### Task to carry out
Copy out everything from the line containing "the white ceiling" down to the end of the records, keeping every line, and shift each marker coordinate by subtracting 32 from both its x and y values. Leave the sample coordinates inside the objective lines unchanged.

### Input data
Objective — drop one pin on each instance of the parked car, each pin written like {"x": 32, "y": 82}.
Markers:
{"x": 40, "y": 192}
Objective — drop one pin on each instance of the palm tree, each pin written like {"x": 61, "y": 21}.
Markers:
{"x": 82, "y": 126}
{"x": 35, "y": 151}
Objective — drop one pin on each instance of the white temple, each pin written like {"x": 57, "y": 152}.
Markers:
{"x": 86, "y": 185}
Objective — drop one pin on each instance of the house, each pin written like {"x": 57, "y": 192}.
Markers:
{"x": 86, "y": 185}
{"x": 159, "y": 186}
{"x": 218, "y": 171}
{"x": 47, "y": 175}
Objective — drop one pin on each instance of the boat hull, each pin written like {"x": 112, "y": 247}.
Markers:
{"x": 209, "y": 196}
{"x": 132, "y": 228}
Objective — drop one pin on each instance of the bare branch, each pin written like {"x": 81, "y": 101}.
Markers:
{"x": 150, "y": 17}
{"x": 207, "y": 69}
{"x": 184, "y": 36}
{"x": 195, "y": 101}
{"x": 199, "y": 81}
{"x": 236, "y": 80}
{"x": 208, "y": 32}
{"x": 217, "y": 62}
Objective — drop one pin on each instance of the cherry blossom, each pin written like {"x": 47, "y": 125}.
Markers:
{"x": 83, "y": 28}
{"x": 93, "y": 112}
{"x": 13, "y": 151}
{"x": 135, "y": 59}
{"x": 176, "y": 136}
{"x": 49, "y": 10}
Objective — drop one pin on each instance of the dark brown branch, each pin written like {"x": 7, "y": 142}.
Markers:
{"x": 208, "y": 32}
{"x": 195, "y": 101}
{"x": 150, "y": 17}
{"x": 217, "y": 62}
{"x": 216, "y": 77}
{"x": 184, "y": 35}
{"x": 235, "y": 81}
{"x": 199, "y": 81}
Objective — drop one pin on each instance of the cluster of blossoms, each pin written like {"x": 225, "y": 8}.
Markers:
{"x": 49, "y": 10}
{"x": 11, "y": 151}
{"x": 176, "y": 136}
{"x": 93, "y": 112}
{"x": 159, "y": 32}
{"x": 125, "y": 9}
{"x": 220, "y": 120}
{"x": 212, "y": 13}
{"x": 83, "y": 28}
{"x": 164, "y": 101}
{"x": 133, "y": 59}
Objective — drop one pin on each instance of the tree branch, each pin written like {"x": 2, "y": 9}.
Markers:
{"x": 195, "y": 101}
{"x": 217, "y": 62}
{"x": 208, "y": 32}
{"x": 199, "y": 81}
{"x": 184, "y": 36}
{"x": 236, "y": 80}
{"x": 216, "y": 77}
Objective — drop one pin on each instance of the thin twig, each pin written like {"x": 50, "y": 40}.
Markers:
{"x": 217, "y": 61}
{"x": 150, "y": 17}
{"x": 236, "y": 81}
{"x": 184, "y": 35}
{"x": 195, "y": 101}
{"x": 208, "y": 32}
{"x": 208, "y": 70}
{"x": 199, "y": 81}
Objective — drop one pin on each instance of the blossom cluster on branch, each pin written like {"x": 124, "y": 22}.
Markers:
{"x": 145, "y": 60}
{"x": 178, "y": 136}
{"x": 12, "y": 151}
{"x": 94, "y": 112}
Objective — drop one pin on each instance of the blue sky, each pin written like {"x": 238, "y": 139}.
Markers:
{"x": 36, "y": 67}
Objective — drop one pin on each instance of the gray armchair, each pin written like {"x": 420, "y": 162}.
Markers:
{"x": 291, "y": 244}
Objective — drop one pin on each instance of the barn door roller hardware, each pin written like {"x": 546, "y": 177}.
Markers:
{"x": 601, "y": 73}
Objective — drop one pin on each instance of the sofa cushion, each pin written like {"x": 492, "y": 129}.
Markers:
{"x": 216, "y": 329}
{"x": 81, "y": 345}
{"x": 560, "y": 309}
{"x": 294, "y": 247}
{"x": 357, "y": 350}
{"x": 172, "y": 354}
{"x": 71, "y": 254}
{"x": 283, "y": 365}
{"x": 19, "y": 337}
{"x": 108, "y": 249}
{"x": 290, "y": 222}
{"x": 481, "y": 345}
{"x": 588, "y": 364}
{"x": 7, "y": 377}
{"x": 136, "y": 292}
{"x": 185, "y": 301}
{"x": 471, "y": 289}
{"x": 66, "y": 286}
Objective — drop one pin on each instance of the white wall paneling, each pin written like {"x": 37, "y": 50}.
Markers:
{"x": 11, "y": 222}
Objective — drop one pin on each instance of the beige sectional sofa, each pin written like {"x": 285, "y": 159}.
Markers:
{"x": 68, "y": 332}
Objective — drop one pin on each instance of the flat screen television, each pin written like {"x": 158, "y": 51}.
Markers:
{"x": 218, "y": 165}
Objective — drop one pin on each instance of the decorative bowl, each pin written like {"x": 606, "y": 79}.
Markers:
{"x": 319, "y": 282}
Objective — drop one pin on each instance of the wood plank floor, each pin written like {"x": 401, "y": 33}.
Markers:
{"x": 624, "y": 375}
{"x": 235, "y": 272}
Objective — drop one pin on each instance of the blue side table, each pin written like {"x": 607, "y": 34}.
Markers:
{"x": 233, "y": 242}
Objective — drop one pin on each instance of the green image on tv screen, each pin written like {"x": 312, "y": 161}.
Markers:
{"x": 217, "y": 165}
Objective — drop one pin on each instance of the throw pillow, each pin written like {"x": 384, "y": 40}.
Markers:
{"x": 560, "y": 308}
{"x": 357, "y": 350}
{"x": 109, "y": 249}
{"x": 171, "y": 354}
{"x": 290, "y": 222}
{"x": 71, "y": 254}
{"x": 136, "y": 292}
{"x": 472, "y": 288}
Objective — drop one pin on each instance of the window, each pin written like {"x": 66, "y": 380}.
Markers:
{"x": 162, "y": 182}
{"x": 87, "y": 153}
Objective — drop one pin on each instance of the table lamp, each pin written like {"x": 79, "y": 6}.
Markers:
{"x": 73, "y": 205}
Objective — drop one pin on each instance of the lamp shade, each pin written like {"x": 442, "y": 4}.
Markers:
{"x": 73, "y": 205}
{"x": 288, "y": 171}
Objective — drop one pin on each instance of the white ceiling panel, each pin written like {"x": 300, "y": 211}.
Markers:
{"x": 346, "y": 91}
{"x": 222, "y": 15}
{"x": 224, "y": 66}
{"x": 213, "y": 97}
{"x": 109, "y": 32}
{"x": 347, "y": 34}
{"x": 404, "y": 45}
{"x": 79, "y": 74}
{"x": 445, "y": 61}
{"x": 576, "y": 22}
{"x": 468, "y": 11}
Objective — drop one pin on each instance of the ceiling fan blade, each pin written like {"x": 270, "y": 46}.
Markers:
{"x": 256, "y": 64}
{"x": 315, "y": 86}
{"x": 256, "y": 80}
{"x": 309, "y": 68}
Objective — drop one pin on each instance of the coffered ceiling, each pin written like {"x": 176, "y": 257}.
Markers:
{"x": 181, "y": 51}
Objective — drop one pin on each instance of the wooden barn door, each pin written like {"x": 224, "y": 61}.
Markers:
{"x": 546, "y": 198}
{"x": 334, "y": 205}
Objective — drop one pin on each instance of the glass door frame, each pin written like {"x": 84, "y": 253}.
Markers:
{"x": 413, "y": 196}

### Written response
Objective — drop one pin on each instance of the white ceiling panel, each pin written like {"x": 300, "y": 211}.
Markers:
{"x": 314, "y": 59}
{"x": 190, "y": -17}
{"x": 192, "y": 34}
{"x": 181, "y": 65}
{"x": 77, "y": 0}
{"x": 315, "y": 2}
{"x": 372, "y": 13}
{"x": 47, "y": 42}
{"x": 413, "y": 29}
{"x": 544, "y": -10}
{"x": 436, "y": -21}
Objective — drop one pin on each instance of the ceiling fan blade, each pin written like {"x": 270, "y": 46}.
Markers:
{"x": 224, "y": 32}
{"x": 283, "y": 54}
{"x": 224, "y": 48}
{"x": 277, "y": 36}
Objective — drop one pin on each instance of the coffered ceiling, each pin written like {"x": 176, "y": 257}.
Markers:
{"x": 149, "y": 19}
Objective — drop one pin on each instance of the wooden barn door, each pin written like {"x": 224, "y": 61}.
Markers:
{"x": 514, "y": 166}
{"x": 302, "y": 173}
Objective — drop one pin on each instance of the glass door frame, each pin written like {"x": 84, "y": 253}.
Markers:
{"x": 381, "y": 164}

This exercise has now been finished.